- [SUPPLIED TEXT]

↓

Publication Date
1-1-2024
Journal
Advances in Wound Care
DOI
10.1089/wound.2021.0173
PMID
35216532
PMCID
PMC10654650
PubMedCentral® Posted Date
11-3-2023
PubMedCentral® Full Text Version
Post-print
Published Open-Access
yes
Keywords
Humans, Bandages, Hydrocolloid, Quality of Life, Wound Healing, treatment, laboratory testing methods and standards, test fluid, fluid handling and retention, exudate management
Abstract
Significance: Wounds of all types remain one of the most important, expensive, and common medical problems, for example, up to approximately two-thirds of the work time of community nurses is spent on wound management. Many wounds are treated by means of dressings. The materials used in a dressing, their microarchitecture, and how they are composed and constructed form the basis for the laboratory and clinical performances of any advanced dressing.
Recent Advances: The established structure/function principle in material science is reviewed and analyzed in this article in the context of wound dressings. This principle states that the microstructure determines the physical, mechanical, and fluid transport and handling properties, all of which are critically important for, and relevant to the, adequate performances of wound dressings.
Critical Issues: According to the above principle, once the clinical requirements for wound care and management are defined for a given wound type and etiology, it should be theoretically possible to translate clinically relevant characteristics of dressings into physical test designs resulting specific metrics of materials, mechanical, and fluid transport and handling properties, all of which should be determined to meet the clinical objectives and be measurable through standardized bench testing.

↑

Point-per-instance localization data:
↓

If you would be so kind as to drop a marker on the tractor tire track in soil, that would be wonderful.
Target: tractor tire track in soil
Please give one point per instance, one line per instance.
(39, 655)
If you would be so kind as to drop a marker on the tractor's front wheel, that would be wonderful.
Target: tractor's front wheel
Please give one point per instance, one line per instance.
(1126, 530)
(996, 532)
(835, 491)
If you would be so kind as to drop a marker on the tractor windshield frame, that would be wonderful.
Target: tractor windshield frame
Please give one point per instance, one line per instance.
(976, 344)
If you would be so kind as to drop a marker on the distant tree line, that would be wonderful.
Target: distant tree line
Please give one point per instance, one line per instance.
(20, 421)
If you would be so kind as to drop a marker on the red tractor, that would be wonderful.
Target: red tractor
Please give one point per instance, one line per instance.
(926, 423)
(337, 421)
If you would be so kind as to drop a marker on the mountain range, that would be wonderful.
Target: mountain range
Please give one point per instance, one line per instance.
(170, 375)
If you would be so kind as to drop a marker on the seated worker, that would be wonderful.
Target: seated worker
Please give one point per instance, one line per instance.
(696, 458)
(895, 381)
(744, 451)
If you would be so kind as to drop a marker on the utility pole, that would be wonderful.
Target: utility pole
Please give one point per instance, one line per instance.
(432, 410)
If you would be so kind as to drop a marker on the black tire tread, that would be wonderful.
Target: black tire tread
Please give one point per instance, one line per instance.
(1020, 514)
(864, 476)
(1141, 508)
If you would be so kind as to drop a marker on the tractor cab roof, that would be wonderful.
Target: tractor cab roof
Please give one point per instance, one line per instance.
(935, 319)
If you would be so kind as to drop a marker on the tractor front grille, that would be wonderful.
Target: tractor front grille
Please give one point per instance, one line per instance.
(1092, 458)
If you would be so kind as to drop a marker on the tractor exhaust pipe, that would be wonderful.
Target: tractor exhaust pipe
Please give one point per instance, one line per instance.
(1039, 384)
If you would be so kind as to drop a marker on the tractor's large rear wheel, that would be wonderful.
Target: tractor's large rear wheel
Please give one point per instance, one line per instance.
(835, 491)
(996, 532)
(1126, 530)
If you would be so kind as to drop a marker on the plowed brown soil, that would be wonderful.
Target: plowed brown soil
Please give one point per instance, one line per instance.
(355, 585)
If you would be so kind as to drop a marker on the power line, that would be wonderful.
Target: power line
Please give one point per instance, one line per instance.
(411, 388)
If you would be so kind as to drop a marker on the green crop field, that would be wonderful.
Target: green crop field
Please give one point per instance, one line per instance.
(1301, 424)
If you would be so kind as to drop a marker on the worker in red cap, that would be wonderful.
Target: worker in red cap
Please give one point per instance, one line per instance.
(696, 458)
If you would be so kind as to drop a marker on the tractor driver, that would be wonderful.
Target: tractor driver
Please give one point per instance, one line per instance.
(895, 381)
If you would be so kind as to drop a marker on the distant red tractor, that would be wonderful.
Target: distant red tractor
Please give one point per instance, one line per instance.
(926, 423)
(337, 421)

↑
↓

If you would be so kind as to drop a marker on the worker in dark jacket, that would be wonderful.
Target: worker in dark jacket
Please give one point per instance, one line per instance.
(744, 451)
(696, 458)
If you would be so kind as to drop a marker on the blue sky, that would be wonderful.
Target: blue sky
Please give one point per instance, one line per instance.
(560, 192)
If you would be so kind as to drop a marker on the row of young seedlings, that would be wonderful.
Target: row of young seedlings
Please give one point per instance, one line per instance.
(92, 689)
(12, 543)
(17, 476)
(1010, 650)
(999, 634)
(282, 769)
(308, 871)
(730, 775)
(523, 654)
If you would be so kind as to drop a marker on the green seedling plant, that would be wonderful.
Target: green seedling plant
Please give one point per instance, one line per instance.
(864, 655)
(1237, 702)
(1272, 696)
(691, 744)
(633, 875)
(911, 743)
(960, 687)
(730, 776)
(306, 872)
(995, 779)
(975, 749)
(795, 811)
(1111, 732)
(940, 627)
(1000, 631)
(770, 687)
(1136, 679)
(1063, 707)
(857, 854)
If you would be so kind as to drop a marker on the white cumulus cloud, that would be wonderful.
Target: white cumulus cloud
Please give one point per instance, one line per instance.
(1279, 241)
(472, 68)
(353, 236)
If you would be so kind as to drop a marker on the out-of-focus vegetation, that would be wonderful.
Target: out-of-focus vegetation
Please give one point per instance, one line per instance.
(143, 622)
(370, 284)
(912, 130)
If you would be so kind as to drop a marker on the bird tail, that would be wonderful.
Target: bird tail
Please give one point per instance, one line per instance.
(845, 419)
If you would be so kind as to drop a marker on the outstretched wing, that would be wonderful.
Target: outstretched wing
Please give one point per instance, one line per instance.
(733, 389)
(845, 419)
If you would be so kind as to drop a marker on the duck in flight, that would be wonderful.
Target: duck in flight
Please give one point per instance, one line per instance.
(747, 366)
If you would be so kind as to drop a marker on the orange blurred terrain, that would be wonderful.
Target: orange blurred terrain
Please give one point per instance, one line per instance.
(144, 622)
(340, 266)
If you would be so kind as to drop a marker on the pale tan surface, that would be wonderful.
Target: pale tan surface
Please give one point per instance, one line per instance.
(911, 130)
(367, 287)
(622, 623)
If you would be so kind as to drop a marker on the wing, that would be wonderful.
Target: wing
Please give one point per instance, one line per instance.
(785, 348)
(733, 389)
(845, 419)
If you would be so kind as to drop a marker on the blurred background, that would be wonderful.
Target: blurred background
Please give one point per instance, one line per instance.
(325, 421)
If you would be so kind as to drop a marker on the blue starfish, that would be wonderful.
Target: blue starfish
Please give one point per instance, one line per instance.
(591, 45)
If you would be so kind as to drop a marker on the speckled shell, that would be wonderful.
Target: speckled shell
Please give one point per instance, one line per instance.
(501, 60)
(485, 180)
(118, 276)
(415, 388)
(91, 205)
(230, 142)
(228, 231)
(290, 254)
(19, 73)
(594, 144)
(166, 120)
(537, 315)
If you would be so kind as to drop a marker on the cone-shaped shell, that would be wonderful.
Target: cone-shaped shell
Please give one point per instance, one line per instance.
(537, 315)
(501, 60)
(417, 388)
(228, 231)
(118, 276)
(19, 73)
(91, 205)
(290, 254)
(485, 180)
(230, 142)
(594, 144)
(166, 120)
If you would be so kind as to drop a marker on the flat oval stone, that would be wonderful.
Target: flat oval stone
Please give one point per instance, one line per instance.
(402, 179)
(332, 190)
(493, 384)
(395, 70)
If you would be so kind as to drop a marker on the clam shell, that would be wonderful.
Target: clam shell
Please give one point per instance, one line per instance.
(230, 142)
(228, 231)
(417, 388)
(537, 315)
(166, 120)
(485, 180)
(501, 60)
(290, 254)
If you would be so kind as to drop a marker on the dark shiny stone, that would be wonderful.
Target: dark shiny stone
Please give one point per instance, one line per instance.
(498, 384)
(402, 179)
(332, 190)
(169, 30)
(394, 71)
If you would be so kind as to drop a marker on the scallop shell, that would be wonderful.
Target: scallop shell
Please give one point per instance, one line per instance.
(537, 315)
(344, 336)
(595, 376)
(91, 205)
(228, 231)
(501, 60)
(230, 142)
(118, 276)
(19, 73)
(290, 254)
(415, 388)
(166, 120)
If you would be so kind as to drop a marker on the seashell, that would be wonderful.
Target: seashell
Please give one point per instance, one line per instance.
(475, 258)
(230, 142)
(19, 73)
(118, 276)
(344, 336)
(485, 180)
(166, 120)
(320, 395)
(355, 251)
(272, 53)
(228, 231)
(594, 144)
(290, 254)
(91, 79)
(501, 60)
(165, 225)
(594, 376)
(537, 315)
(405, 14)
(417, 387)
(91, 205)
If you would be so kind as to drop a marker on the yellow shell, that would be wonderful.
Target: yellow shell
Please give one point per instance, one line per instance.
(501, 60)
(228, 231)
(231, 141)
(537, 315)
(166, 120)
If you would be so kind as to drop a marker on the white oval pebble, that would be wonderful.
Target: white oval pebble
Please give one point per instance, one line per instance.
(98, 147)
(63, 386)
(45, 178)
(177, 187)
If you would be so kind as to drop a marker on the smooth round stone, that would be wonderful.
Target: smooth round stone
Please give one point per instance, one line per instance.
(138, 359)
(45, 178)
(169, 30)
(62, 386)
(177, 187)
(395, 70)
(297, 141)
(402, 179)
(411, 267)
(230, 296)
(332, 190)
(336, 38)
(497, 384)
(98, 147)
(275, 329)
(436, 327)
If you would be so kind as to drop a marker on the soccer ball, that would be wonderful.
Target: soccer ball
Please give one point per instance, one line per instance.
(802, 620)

↑

- [PROBLEMS TO SOLVE]
**1.** What share of community nurses' work time does the wound dressing abstract say can be spent on wound management?
**2.** Reproduce the wound dressing abstract word for word from "Recent Advances: The" to "performances of wound dressings.".

- [TASK-BY-TASK OUTPUTS]
**1.** Up to approximately two-thirds.

**2.**
Recent Advances: The established structure/function principle in material science is reviewed and analyzed in this article in the context of wound dressings. This principle states that the microstructure determines the physical, mechanical, and fluid transport and handling properties, all of which are critically important for, and relevant to the, adequate performances of wound dressings.